Work to complete: From the entries, copy every line that carries the string "record".
════
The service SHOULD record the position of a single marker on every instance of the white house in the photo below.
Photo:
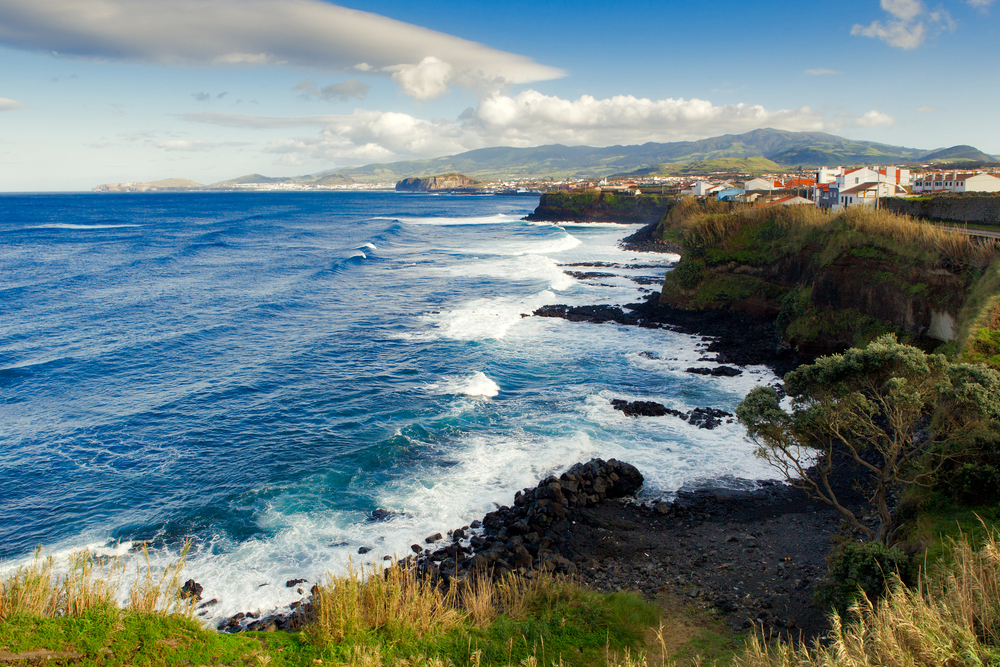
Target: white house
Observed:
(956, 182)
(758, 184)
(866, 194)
════
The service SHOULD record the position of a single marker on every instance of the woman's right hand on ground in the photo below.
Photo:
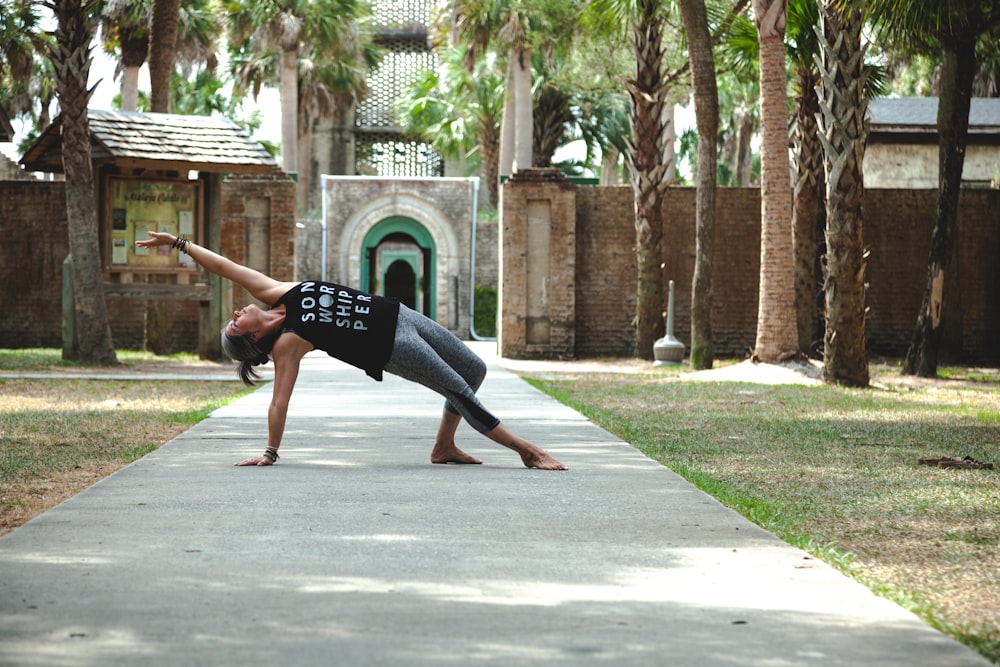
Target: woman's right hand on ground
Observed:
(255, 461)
════
Result:
The service SHOULD record the position of a single marker on every instance of the white house in the photo below.
The service SHOULD record the position of a single marker on every instance of the woman's right hand on ground in the photo below.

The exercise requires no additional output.